* _TEXT SHOWN_:
▼

In an interview with Pharmacy Times, Jiyeon Oh, MD, first author and staff at the Department of Medicine at Kyung Hee University College of Medicine in Seoul, South Korea; Min Seo Kim, MD, MS, corresponding author and staff at the Cardiovascular Disease Initiative, Broad Institute; and Dong Keon Yon, MD, PhD, corresponding author and assistant professor in the department of pediatrics at Kyung Hee University, discussed the clinical implications of metabolic dysfunction-associated steatotic liver disease (MASLD), including gaps in detection, treatment limitations, and opportunities for pharmacist involvement.1

The authors emphasized that stable disability-adjusted life year (DALY) rates found in a study they authored likely reflect a large and growing pool of patients with early, asymptomatic disease who have not progressed to cirrhosis or hepatocellular carcinoma. This “at-risk reservoir” underscores the importance of early intervention, as most patients remain undiagnosed until advanced disease develops, limiting opportunities for prevention.1

They identified major gaps in screening and diagnosis, particularly due to the asymptomatic nature of early MASLD and underdiagnosis in lower-resource settings. Limited diagnostic infrastructure often results in identification only after complications emerge. Accordingly, the authors highlighted a critical opportunity for pharmacists to support earlier identification and prevention. They can help identify at-risk patients with diabetes, obesity, dyslipidemia, or hypertension and reinforce the link between metabolic health and liver disease. They also play a role in counseling, adherence support, and education around emerging therapies targeting metabolic dysfunction-associated steatohepatitis (MASH).1

Pharmacy Times: The burden appears concentrated in certain regions, particularly the Middle East and North Africa. What factors are contributing to these geographic differences?

▲

* _GIVEN DATA_:
▼

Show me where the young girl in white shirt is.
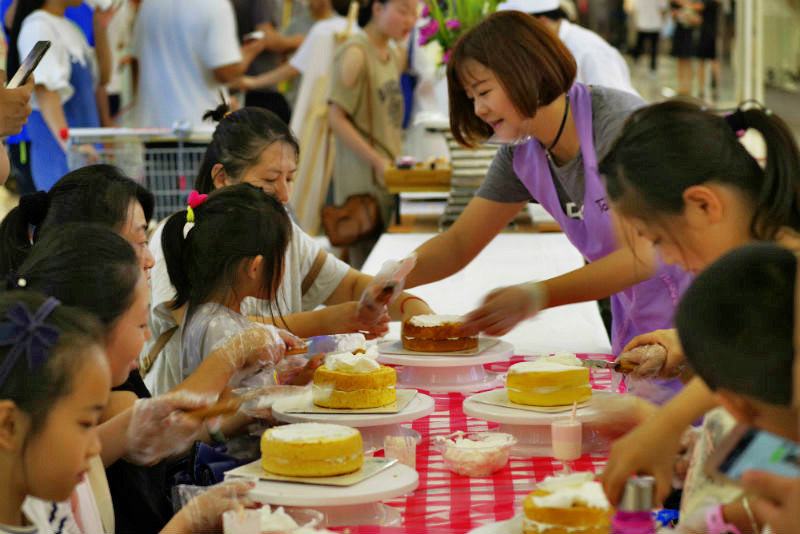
[161,184,297,385]
[0,292,111,533]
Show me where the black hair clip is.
[19,191,50,226]
[725,108,749,137]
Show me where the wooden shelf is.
[385,164,453,193]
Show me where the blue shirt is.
[0,0,94,145]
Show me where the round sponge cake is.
[400,315,478,352]
[313,365,397,409]
[261,423,364,477]
[506,354,592,406]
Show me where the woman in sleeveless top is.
[328,0,417,268]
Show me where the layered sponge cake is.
[506,353,592,406]
[522,473,613,534]
[312,345,397,409]
[401,315,478,352]
[261,423,364,477]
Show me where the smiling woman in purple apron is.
[407,12,690,386]
[11,0,100,191]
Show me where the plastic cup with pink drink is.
[550,406,583,471]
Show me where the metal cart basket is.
[67,124,214,221]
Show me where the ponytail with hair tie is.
[203,98,233,123]
[19,191,50,226]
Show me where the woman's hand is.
[325,301,391,339]
[462,282,547,336]
[217,323,305,372]
[123,391,217,465]
[619,329,691,381]
[600,417,683,506]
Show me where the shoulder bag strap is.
[139,326,178,378]
[300,249,328,296]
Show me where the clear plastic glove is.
[581,394,658,440]
[167,480,255,533]
[358,253,417,324]
[619,329,691,380]
[742,471,800,534]
[600,417,682,506]
[275,354,325,386]
[462,282,547,336]
[217,323,305,371]
[672,427,702,488]
[234,386,310,419]
[123,390,217,465]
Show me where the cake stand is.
[272,393,434,451]
[463,390,614,458]
[378,340,514,393]
[225,462,419,527]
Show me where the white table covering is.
[362,233,611,355]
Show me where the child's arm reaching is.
[601,377,716,505]
[161,480,255,534]
[172,325,303,393]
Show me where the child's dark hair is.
[447,11,578,147]
[0,164,154,275]
[161,183,292,315]
[0,290,103,440]
[195,103,300,193]
[8,223,144,327]
[675,243,797,406]
[600,101,800,240]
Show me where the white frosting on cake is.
[260,506,298,533]
[533,473,610,509]
[508,353,583,374]
[522,517,599,532]
[508,384,592,395]
[443,432,510,449]
[333,334,367,352]
[408,314,463,326]
[325,345,381,374]
[267,423,358,441]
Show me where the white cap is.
[497,0,560,15]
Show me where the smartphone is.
[242,30,264,42]
[6,41,50,89]
[706,425,800,484]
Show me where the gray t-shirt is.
[477,87,647,218]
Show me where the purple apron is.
[514,83,693,366]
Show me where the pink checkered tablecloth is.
[335,354,624,534]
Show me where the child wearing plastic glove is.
[600,102,800,510]
[664,243,800,533]
[161,480,255,534]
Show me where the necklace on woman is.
[542,94,569,159]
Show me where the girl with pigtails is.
[161,184,306,385]
[600,101,800,510]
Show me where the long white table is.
[362,233,611,355]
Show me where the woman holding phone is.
[9,0,100,190]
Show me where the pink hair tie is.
[186,190,208,222]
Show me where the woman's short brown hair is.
[447,11,578,147]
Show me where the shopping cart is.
[67,124,214,221]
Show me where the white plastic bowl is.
[434,431,517,477]
[222,504,325,534]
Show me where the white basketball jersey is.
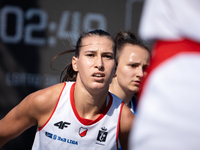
[32,82,123,150]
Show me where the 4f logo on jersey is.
[54,121,71,129]
[97,127,108,142]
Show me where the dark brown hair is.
[51,29,116,82]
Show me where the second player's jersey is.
[32,82,123,150]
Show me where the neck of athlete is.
[109,78,134,107]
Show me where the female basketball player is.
[109,31,150,113]
[0,30,134,150]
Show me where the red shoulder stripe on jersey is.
[116,101,124,149]
[139,39,200,101]
[38,82,66,131]
[70,83,113,125]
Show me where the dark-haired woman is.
[0,30,134,150]
[109,31,150,113]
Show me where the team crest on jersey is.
[97,127,108,144]
[79,127,88,137]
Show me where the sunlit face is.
[116,44,149,94]
[72,36,115,92]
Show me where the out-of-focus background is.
[0,0,143,150]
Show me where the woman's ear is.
[72,56,78,72]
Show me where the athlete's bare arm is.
[119,105,135,150]
[0,83,64,148]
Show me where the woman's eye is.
[131,64,137,68]
[104,55,112,59]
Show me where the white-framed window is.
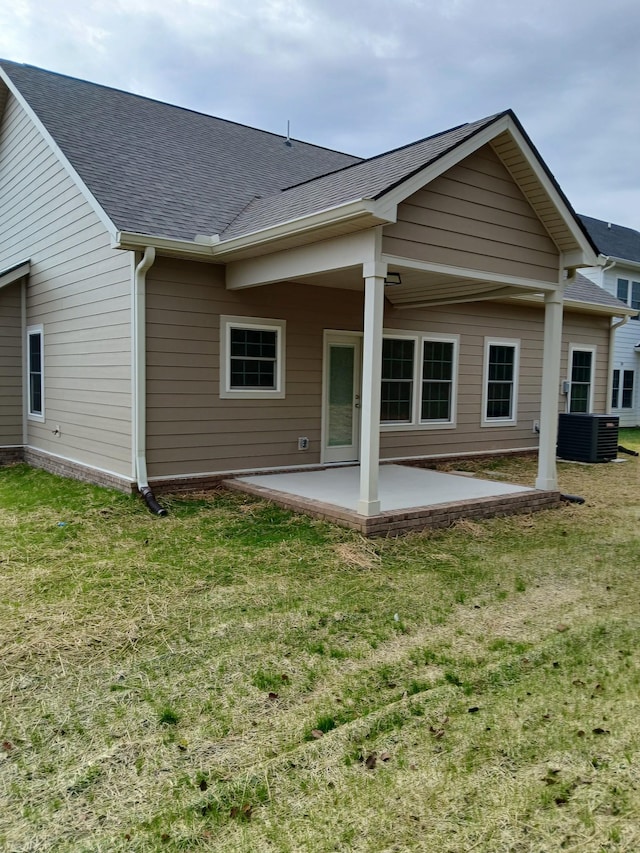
[220,316,286,400]
[611,370,635,409]
[482,338,520,426]
[27,326,44,421]
[616,278,640,320]
[567,344,596,414]
[380,330,459,429]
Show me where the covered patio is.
[224,464,560,536]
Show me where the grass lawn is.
[0,430,640,853]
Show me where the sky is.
[0,0,640,230]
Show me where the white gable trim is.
[0,67,117,239]
[375,114,598,267]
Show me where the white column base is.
[358,269,384,515]
[358,500,380,516]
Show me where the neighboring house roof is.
[579,214,640,263]
[564,273,630,315]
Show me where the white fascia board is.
[226,229,376,290]
[509,293,638,317]
[212,198,384,257]
[111,199,394,262]
[607,257,640,272]
[376,116,513,212]
[390,287,520,311]
[0,68,117,239]
[0,260,31,288]
[111,231,213,259]
[381,254,559,293]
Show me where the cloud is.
[0,0,640,228]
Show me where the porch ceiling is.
[288,263,551,308]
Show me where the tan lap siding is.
[560,312,611,414]
[383,145,558,282]
[147,253,608,477]
[381,302,543,459]
[0,98,132,477]
[0,282,22,447]
[147,259,362,477]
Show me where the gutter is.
[132,246,167,516]
[111,199,384,262]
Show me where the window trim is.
[616,273,640,320]
[480,337,521,427]
[567,343,598,415]
[25,324,45,423]
[220,314,287,400]
[380,329,460,432]
[611,367,636,412]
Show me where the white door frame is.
[320,329,362,464]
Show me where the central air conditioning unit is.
[558,414,619,462]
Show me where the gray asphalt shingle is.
[222,116,497,239]
[0,60,359,239]
[579,214,640,263]
[564,273,628,308]
[0,60,504,239]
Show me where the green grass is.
[0,430,640,853]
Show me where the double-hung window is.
[569,346,596,414]
[611,370,635,409]
[220,316,286,400]
[616,278,640,320]
[482,338,520,426]
[420,339,456,423]
[380,332,458,428]
[380,338,416,424]
[27,326,44,421]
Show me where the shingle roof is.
[221,113,503,239]
[0,60,360,239]
[0,60,510,245]
[578,214,640,263]
[564,273,629,309]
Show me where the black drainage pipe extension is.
[618,444,640,456]
[560,495,584,504]
[140,486,169,516]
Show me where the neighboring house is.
[0,61,630,516]
[580,215,640,426]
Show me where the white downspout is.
[605,315,629,413]
[132,246,167,515]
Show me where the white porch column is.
[536,285,562,490]
[358,263,387,515]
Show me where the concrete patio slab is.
[224,464,560,536]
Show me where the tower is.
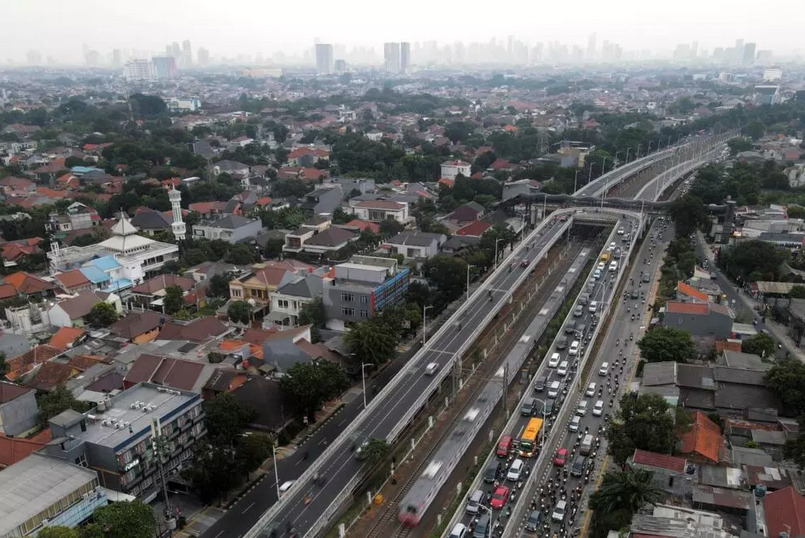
[168,186,187,241]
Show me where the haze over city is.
[6,0,802,65]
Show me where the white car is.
[506,458,525,482]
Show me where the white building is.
[441,161,472,179]
[123,60,157,82]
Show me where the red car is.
[553,447,567,467]
[489,486,509,510]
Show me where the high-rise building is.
[198,47,210,67]
[181,39,193,68]
[741,43,755,66]
[151,56,178,80]
[383,43,400,73]
[400,41,411,73]
[316,43,333,75]
[123,60,157,82]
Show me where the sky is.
[6,0,805,63]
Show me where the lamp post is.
[361,362,374,409]
[422,304,433,347]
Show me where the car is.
[551,501,567,523]
[489,486,509,510]
[506,458,525,482]
[553,447,567,467]
[525,510,543,532]
[447,523,469,538]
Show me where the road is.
[240,216,566,538]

▲

* _WHAT TO WORK ON_: Please reproduce, word for word, the part of the MASLD interview text that opens with the words containing "They identified major" and closes with "these geographic differences?". The material has nothing to do with what follows.

* _ANSWER AREA_:
They identified major gaps in screening and diagnosis, particularly due to the asymptomatic nature of early MASLD and underdiagnosis in lower-resource settings. Limited diagnostic infrastructure often results in identification only after complications emerge. Accordingly, the authors highlighted a critical opportunity for pharmacists to support earlier identification and prevention. They can help identify at-risk patients with diabetes, obesity, dyslipidemia, or hypertension and reinforce the link between metabolic health and liver disease. They also play a role in counseling, adherence support, and education around emerging therapies targeting metabolic dysfunction-associated steatohepatitis (MASH).1

Pharmacy Times: The burden appears concentrated in certain regions, particularly the Middle East and North Africa. What factors are contributing to these geographic differences?